Snowflake

Snowflake Semi-Structured Data Processing

2026-03-21
更新: 2026-03-27
NicheeLab Editorial Team

Snowflake centers on the VARIANT type to store semi-structured data — JSON, Parquet, Avro, ORC, XML — natively inside relational tables and query it directly with SQL. The three operation patterns that show up most often on exams are: path access via colon notation (:), array unnesting via LATERAL FLATTEN, and construction via OBJECT_CONSTRUCT/ARRAY_AGG.

VARIANT Type Basics

VARIANT is a general-purpose type that can store any semi-structured data — JSON, objects, arrays, scalar values, and more. A single value can hold up to 16MB, and Snowflake stores it internally in a compressed columnar format.

Semi-structured TypeWhat it StoresUse Case
VARIANTAny semi-structured data (JSON / object / array / scalar)The most general-purpose; the landing zone for JSON loads
OBJECTA collection of key-value pairsJSON objects with a known structure
ARRAYAn ordered array of valuesLists, tags, and array data
-- Create a table with a VARIANT column
CREATE OR REPLACE TABLE raw.events (
  event_id   INT AUTOINCREMENT,
  received_at TIMESTAMP_NTZ DEFAULT CURRENT_TIMESTAMP(),
  payload    VARIANT
);

-- Direct INSERT of JSON data
INSERT INTO raw.events (payload)
SELECT PARSE_JSON('{
  "user_id": 42,
  "action": "purchase",
  "items": [
    {"sku": "A100", "qty": 2, "price": 1500},
    {"sku": "B200", "qty": 1, "price": 3200}
  ],
  "metadata": {"source": "web", "version": "2.1"}
}');

Path Access with Colon Notation (:)

You access keys inside VARIANT data with colon notation (:). Use dot notation (.) for nested objects and bracket notation ([]) for array elements.

-- Accessing top-level keys
SELECT
  payload:user_id::INT       AS user_id,
  payload:action::STRING     AS action
FROM raw.events;

-- Accessing nested objects
SELECT
  payload:metadata.source::STRING  AS source,
  payload:metadata.version::STRING AS api_version
FROM raw.events;

-- Accessing array elements (0-indexed)

--- Point localization data ---
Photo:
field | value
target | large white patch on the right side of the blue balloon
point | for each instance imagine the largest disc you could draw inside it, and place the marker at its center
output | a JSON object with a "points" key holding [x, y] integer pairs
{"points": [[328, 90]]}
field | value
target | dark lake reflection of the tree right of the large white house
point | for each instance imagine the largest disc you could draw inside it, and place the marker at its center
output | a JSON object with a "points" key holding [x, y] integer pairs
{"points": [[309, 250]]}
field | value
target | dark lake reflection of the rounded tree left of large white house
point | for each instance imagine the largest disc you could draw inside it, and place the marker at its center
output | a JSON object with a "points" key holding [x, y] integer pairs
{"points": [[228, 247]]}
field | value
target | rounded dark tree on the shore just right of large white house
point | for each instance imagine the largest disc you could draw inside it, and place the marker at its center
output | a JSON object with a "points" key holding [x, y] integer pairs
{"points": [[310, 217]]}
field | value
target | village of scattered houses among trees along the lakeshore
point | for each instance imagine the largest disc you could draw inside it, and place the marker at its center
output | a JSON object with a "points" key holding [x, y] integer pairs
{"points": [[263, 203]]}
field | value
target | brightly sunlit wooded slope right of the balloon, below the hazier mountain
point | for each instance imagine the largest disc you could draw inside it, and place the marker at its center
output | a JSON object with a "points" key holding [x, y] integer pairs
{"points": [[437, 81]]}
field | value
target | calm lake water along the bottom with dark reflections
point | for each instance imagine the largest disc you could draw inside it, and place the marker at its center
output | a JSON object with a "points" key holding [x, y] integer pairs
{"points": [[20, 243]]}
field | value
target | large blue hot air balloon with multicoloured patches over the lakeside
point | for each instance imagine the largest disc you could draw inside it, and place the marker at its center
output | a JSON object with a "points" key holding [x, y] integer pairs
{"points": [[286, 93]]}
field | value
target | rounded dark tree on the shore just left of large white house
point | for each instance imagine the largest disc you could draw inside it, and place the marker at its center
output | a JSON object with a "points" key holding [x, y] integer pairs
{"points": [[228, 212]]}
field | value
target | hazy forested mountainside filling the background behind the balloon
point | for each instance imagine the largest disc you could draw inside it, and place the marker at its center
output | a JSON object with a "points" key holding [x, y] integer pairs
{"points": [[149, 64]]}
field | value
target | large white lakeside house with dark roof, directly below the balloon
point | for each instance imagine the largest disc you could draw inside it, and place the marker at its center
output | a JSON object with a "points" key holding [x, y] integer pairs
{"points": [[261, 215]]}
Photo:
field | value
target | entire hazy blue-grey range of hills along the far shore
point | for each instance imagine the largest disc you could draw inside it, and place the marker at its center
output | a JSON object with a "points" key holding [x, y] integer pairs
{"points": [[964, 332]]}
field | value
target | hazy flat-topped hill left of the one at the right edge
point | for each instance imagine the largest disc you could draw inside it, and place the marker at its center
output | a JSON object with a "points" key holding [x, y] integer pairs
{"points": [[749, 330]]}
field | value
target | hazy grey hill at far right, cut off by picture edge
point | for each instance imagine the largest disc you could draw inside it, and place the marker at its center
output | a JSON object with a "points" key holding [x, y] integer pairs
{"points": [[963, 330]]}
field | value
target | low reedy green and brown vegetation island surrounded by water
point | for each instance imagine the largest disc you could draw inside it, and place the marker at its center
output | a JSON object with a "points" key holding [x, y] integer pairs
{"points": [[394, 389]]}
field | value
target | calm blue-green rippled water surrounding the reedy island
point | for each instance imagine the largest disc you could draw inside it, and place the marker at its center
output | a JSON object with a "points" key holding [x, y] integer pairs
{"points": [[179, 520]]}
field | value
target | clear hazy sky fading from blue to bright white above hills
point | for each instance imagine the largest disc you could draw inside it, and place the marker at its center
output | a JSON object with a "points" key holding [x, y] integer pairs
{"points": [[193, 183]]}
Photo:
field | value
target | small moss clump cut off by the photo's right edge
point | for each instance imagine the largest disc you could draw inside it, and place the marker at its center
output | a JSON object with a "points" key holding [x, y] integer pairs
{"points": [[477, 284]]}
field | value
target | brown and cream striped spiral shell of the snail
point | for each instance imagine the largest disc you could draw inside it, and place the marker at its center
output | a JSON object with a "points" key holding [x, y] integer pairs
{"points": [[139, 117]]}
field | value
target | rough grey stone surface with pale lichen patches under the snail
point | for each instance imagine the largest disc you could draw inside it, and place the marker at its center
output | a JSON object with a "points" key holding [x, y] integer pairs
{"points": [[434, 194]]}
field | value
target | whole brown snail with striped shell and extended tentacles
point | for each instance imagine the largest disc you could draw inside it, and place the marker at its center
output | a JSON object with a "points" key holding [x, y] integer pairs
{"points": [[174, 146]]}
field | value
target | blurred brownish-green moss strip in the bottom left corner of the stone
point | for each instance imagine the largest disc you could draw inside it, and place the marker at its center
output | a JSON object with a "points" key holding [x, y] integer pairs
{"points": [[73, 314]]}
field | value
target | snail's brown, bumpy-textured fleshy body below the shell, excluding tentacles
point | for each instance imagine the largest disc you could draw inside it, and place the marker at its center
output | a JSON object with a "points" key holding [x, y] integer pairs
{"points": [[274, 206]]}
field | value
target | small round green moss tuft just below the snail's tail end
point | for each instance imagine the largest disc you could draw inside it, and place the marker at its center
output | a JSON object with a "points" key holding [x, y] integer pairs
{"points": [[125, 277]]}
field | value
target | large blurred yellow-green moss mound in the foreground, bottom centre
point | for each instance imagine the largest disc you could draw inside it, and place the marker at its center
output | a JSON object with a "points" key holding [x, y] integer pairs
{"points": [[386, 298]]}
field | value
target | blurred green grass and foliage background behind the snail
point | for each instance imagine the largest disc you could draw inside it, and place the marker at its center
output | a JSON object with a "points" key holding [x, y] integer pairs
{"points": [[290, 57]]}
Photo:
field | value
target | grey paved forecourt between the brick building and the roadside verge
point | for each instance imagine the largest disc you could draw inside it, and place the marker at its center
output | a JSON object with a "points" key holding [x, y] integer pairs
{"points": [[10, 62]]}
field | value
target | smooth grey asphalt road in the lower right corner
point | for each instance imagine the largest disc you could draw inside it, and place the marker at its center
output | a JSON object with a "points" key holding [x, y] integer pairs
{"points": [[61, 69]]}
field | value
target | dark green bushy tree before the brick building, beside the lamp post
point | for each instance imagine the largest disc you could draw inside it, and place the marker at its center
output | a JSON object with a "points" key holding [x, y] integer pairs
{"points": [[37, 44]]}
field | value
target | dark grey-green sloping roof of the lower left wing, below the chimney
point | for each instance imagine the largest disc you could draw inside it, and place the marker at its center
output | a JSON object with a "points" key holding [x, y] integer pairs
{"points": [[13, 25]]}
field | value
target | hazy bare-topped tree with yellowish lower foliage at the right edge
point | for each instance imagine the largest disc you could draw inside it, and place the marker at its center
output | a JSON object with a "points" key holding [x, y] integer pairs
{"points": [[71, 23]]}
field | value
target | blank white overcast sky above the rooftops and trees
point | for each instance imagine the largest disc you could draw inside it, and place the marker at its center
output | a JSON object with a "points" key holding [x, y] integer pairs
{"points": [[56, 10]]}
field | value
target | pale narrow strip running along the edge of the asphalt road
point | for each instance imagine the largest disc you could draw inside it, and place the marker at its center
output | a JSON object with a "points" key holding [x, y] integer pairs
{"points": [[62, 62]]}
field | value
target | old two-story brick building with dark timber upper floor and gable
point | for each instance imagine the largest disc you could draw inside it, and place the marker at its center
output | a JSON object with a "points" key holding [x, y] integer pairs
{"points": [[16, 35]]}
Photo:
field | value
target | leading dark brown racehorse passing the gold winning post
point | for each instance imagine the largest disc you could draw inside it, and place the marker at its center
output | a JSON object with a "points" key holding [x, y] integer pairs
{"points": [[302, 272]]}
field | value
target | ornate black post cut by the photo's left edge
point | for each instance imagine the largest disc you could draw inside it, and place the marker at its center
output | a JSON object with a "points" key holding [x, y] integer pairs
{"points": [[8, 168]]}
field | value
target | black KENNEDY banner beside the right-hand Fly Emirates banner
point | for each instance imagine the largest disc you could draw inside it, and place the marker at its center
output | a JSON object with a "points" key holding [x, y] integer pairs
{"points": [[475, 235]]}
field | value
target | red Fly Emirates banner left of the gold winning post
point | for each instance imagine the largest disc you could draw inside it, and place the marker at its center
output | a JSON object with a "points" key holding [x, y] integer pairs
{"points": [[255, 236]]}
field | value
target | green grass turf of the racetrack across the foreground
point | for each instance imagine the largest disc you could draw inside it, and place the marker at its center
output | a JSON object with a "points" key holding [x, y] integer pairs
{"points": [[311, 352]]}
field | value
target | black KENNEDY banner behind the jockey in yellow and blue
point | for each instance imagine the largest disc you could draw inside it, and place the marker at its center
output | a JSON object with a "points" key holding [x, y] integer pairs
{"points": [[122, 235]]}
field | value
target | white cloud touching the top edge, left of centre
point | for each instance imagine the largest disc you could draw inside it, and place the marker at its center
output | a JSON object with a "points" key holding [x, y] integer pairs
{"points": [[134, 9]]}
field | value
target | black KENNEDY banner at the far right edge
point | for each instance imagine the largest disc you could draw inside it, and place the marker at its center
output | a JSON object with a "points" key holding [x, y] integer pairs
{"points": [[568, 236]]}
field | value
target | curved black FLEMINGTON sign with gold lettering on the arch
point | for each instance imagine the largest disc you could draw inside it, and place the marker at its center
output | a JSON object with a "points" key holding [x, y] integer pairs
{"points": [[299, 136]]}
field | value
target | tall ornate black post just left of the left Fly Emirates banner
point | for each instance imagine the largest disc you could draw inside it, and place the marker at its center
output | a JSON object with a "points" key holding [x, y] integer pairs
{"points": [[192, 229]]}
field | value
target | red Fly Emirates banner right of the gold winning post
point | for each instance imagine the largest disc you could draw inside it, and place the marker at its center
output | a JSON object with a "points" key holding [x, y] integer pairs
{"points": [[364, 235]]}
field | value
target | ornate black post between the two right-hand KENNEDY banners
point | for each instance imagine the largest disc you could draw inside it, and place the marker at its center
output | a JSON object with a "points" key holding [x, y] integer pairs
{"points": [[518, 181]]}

--- PROBLEM A ---
According to the Snowflake page, what is the maximum size of a single VARIANT value?
--- PROBLEM B ---
Continue the Snowflake page from the point where it ends.
The items have no connection to the Snowflake page.

--- YOUR RESPONSE A ---
Up to 16MB.

--- YOUR RESPONSE B ---
SELECT
  payload:items[0].sku::STRING   AS first_sku,
  payload:items[0].price::NUMBER AS first_price
FROM raw.events;

Without an explicit cast using :: (the cast operator), the result stays as VARIANT. You must cast whenever you use the value in a WHERE clause or a JOIN.

Unnesting Arrays with LATERAL FLATTEN

LATERAL FLATTEN is the function that expands arrays and objects inside a VARIANT into rows. It is the standard way to convert JSON array elements into a relational, one-row-per-element form.

-- Expand each item in the array into its own row
SELECT
  e.event_id,
  e.payload:user_id::INT    AS user_id,
  f.index                   AS item_index,
  f.value:sku::STRING       AS sku,
  f.value:qty::INT          AS quantity,
  f.value:price::NUMBER     AS price
FROM raw.events e,
  LATERAL FLATTEN(INPUT => e.payload:items) f;

FLATTEN Output Columns

ColumnDescription
SEQSequence number of the input record
KEYObject key name (NULL for arrays)
PATHPath string to the element
INDEXArray index (0-based)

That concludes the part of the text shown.